TASK TO CARRY OUT:
Copy out only the span from the line with "Could you point to every instance of the beard" to the end of the data, both ends kept, word for word.

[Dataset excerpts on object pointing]
^^^^^^^^

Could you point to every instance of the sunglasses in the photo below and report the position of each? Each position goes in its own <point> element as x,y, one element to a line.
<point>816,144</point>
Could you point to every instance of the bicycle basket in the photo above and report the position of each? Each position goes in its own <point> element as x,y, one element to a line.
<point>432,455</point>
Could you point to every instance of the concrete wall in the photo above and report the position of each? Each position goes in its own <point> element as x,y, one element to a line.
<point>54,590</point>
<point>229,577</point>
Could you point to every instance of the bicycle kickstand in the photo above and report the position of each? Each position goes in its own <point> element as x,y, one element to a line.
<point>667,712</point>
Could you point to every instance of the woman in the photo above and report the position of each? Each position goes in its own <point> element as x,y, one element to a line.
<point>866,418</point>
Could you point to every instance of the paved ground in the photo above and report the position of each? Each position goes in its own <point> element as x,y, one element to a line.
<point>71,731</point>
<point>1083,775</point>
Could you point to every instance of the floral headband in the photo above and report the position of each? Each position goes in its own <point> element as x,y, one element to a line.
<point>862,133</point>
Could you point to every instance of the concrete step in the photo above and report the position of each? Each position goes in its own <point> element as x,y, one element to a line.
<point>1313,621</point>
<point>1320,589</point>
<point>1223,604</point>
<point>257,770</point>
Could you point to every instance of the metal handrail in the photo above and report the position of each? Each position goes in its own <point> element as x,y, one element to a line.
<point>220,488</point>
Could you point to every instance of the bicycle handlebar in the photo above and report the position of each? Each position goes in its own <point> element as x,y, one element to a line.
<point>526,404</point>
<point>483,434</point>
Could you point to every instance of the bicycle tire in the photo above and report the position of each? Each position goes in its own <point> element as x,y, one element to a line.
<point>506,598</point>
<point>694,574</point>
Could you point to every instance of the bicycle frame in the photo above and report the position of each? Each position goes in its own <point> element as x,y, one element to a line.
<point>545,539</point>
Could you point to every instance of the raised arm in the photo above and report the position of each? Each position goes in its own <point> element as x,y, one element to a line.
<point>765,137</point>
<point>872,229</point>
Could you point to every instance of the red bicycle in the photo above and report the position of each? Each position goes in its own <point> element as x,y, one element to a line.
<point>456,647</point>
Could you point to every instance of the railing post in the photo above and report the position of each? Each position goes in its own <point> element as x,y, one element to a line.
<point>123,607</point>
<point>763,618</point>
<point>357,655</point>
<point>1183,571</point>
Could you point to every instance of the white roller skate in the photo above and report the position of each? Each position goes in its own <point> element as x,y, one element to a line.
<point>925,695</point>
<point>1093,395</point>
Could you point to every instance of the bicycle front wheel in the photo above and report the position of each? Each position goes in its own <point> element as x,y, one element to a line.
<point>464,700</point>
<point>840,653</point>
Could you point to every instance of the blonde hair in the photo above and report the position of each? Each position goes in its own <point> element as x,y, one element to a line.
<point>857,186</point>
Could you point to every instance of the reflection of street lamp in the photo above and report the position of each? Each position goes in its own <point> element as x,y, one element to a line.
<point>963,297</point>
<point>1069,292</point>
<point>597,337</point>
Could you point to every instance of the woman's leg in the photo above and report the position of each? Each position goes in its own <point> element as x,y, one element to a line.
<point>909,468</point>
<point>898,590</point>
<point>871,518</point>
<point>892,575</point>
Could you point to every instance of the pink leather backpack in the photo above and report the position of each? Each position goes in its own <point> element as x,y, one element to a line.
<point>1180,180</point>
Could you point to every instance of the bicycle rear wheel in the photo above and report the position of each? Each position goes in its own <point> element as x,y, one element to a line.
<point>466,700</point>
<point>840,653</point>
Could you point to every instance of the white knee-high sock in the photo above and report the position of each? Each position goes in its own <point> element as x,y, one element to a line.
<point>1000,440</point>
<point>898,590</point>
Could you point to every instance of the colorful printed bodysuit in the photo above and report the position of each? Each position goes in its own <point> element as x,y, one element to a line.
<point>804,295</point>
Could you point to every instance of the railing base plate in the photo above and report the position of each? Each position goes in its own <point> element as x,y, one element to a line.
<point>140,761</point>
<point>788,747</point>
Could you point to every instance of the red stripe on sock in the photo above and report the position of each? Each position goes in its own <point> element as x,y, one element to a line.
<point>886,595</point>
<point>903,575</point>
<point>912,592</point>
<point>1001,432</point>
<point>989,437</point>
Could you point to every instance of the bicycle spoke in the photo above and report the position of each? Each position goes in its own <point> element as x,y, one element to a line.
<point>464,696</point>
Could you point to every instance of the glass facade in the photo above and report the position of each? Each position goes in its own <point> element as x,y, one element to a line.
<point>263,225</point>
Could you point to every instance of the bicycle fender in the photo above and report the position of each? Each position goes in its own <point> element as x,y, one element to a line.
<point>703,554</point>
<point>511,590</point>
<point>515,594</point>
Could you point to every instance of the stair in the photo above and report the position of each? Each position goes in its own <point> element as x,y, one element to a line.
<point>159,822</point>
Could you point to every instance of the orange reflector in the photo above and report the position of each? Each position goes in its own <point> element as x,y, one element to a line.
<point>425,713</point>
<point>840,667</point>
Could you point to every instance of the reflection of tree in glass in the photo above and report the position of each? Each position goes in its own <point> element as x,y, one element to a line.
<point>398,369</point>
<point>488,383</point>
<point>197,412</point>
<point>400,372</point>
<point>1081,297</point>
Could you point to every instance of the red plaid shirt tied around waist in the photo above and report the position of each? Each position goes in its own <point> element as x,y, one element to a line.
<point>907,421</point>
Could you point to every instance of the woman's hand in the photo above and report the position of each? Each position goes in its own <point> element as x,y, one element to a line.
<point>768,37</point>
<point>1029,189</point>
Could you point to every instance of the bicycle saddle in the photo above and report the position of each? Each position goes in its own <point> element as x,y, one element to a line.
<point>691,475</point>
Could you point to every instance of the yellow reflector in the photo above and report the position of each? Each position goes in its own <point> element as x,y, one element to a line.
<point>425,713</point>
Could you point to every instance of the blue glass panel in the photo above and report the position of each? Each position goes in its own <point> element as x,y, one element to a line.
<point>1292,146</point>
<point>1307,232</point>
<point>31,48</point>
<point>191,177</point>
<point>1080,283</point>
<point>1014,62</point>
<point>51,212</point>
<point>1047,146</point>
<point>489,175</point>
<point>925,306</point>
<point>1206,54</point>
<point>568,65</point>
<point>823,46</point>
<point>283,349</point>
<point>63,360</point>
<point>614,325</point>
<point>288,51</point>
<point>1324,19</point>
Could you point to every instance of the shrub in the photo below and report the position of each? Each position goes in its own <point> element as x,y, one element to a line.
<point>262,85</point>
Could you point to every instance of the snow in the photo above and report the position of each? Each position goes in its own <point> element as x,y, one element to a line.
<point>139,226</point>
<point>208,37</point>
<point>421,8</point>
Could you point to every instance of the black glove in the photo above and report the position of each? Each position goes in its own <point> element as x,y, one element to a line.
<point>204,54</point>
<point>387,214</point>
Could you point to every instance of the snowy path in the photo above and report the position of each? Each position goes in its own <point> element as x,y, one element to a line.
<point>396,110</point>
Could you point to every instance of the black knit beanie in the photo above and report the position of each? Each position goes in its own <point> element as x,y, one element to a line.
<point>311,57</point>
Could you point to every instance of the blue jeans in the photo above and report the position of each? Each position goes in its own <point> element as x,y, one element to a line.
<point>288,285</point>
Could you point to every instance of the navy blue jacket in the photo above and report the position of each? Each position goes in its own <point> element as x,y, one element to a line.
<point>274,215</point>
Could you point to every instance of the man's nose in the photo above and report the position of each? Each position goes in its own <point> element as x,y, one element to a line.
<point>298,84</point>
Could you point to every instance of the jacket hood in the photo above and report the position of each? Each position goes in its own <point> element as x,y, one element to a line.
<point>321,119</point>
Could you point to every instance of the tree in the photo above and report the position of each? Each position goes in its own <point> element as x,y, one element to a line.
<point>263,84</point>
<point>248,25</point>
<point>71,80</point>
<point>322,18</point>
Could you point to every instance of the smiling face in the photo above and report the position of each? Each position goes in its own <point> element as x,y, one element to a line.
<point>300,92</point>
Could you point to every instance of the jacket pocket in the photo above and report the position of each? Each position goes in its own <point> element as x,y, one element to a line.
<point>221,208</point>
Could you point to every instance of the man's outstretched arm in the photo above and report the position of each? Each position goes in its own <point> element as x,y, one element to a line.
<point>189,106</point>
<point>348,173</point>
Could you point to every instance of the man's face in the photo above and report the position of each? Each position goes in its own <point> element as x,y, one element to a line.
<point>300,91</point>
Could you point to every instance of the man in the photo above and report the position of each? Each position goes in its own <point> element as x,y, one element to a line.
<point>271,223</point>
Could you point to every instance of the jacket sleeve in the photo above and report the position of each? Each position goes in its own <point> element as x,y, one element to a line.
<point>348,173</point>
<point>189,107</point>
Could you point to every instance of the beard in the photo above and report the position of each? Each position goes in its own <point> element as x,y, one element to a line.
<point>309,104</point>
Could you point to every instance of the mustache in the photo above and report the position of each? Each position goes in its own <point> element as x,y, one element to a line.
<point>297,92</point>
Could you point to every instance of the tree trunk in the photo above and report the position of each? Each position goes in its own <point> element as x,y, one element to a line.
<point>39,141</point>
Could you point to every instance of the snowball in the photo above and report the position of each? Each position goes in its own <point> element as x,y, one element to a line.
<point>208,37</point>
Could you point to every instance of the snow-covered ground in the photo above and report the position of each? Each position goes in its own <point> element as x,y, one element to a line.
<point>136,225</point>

^^^^^^^^

RESPONSE FOR THIS EXERCISE:
Could you point to every instance of the beard in the photo above and report the position of each? Each position goes in its own <point> element as x,y, one element to a line.
<point>309,104</point>
Could you point to every instance of the mustache in the photo above and report the position of each? Each position goes in its own <point> element as x,y, one element to a line.
<point>297,92</point>
Could you point to every instance of the tree trunk in the photo above and report the position of each? Each position goes in its own <point> element as x,y, one element to a line.
<point>39,141</point>
Could you point to every instance of the snowball in the photo above and report the position of each? Each position goes in its own <point> element as x,y, one element to a line.
<point>208,37</point>
Could you point to every instance of the snow-covered ground in the photo above and report the position of each? Each position goes in its own <point> element as x,y, one element to a line.
<point>136,225</point>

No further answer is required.